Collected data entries
◇ ◇ ◇ ◇ ◇

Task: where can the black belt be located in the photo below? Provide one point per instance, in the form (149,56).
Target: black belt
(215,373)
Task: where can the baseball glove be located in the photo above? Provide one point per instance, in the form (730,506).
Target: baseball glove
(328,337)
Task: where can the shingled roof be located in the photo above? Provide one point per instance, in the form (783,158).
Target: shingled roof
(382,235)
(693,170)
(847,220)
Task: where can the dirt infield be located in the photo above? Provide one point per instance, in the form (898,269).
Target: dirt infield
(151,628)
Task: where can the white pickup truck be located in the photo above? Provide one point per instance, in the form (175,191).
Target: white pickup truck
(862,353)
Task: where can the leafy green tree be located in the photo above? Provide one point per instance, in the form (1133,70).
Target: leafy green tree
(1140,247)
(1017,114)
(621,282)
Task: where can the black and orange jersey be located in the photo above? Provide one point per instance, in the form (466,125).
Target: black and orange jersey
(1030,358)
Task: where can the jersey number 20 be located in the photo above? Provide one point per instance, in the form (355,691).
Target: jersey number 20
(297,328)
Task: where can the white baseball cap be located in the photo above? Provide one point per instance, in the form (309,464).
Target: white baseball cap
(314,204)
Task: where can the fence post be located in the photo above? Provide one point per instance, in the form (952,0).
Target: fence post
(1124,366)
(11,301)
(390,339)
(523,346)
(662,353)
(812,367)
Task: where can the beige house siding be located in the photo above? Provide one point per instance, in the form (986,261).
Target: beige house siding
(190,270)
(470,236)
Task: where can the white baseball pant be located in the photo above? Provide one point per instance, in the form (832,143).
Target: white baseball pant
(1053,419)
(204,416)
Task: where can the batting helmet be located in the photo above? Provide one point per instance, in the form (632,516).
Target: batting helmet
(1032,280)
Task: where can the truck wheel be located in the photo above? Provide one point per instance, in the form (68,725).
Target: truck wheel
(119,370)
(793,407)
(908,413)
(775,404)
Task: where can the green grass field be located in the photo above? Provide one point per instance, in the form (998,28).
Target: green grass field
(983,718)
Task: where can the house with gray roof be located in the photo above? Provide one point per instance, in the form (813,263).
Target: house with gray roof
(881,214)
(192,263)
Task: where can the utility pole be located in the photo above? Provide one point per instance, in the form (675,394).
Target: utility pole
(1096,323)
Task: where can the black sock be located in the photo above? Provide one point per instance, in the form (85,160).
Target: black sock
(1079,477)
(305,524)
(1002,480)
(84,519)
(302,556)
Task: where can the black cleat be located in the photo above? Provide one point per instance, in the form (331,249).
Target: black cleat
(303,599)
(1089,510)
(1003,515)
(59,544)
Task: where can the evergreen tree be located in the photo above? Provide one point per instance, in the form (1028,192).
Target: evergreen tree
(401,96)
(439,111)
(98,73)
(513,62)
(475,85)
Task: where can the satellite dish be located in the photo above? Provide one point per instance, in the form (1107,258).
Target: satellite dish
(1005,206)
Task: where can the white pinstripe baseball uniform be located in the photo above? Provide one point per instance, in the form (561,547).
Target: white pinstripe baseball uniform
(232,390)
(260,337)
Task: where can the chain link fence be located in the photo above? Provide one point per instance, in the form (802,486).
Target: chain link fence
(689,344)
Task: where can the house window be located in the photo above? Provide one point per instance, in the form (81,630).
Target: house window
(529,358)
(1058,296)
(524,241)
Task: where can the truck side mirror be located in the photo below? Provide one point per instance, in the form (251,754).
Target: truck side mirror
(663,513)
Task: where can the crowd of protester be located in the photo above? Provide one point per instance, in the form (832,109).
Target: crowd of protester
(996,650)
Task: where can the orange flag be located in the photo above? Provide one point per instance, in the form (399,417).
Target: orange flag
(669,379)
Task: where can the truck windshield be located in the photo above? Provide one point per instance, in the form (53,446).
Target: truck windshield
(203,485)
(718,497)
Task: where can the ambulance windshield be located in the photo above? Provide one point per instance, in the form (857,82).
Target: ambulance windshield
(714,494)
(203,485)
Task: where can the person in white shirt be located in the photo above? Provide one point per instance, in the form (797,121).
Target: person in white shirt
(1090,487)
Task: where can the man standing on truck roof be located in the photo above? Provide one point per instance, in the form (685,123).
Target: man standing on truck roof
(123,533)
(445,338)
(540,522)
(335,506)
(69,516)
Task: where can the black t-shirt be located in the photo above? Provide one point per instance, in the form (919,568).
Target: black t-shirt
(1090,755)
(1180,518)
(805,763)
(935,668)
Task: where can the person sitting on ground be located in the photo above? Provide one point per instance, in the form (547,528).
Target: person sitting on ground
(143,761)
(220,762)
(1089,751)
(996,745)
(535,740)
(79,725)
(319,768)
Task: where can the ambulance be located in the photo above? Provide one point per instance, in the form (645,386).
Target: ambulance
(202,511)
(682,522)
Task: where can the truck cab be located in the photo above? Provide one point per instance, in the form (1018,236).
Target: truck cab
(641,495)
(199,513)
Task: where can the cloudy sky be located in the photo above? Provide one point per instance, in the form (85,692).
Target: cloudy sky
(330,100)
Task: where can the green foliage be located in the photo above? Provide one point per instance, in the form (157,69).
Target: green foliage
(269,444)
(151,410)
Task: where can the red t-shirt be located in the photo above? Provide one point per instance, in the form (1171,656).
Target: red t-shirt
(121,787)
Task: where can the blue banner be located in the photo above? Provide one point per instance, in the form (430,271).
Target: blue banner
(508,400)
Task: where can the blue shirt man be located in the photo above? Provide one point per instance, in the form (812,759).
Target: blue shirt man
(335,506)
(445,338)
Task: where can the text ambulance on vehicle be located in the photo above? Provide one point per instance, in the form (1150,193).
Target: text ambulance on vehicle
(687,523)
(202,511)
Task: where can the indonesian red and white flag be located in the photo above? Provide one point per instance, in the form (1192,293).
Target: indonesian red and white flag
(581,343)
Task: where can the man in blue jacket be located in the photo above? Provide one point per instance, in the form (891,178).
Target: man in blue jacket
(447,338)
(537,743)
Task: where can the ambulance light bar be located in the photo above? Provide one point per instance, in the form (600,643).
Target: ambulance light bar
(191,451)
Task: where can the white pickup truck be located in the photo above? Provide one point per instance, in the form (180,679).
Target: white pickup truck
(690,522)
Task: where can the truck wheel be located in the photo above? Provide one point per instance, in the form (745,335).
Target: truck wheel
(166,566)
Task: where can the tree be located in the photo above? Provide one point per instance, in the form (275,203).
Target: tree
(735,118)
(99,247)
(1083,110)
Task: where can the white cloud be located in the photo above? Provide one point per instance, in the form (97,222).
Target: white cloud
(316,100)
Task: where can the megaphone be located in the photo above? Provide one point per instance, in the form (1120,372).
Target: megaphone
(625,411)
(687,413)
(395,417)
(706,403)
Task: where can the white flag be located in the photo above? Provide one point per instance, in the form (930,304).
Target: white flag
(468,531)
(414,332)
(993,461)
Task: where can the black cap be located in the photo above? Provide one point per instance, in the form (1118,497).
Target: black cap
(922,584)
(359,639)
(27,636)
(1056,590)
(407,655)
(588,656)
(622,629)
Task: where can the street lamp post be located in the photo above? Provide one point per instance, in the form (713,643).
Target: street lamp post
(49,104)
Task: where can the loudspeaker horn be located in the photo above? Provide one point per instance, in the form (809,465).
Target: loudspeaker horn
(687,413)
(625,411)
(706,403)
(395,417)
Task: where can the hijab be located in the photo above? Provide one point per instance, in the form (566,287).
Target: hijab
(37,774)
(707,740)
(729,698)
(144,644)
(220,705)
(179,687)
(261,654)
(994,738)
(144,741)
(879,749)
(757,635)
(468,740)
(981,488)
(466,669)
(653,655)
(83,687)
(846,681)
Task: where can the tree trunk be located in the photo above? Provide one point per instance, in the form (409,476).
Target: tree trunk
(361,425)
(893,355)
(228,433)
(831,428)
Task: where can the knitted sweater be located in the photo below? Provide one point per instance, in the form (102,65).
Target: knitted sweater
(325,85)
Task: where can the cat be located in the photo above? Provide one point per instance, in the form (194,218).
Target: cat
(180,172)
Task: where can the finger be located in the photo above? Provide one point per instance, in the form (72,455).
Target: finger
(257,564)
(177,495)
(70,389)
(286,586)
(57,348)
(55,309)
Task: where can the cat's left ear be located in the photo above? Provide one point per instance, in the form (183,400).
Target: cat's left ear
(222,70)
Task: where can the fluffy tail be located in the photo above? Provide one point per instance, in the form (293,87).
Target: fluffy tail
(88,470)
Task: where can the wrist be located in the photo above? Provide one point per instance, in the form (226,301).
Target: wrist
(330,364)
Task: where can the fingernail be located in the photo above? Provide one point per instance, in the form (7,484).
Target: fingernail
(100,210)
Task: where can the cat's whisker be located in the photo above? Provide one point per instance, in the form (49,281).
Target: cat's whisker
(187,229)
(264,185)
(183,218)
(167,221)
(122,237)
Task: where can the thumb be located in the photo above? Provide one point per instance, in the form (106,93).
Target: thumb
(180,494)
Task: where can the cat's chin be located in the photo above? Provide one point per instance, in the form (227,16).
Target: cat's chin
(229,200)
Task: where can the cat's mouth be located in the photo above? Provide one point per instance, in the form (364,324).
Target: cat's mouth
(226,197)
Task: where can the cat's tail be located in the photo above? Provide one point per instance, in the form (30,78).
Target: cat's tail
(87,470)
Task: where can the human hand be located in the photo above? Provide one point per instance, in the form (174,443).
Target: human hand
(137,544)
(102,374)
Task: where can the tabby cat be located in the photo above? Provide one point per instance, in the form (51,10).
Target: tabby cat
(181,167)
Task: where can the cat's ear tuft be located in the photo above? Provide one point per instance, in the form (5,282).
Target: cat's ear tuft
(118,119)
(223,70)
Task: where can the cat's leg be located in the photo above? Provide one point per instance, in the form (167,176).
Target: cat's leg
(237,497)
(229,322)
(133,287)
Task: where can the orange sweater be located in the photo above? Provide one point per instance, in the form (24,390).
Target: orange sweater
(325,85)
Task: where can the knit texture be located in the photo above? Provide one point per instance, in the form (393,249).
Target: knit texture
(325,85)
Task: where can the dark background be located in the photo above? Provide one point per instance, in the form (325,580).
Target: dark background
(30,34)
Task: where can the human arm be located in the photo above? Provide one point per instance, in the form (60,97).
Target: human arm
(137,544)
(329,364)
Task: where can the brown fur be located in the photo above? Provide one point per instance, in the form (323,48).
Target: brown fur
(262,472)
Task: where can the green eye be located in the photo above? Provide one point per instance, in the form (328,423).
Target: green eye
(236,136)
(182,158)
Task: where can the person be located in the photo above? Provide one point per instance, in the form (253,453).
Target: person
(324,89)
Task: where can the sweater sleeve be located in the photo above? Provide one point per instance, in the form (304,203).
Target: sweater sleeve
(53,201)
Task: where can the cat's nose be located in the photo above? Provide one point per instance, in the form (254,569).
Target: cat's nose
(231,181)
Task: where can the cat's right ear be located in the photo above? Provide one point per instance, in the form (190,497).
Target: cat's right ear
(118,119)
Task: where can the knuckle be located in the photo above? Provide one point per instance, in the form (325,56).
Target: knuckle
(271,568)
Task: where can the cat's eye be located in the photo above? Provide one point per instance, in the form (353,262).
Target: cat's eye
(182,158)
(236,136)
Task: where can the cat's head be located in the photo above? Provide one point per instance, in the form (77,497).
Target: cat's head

◇ ◇ ◇ ◇ ◇

**Exercise prompt**
Copy exactly the lines above, from the one containing "Target: sweater sleeve" through the very last line.

**Output of the task**
Target: sweater sleeve
(53,201)
Task: where can the cat's nose be located in the photo above? Provide one point per instance, in the form (254,569).
Target: cat's nose
(231,181)
Task: where can the cat's right ear be located in the photo above? Provide one point per instance, in the form (190,497).
Target: cat's right ear
(118,119)
Task: where can the knuckle be located in the photo above? Provide one point per instance, in the form (325,56).
Target: knuckle
(271,568)
Task: where can the cat's eye be located in the photo above? Provide one point per instance, in the form (353,262).
Target: cat's eye
(182,158)
(236,136)
Task: where can the cat's head be located in the photo above? Provide one point per instance, in the form (77,497).
Target: cat's head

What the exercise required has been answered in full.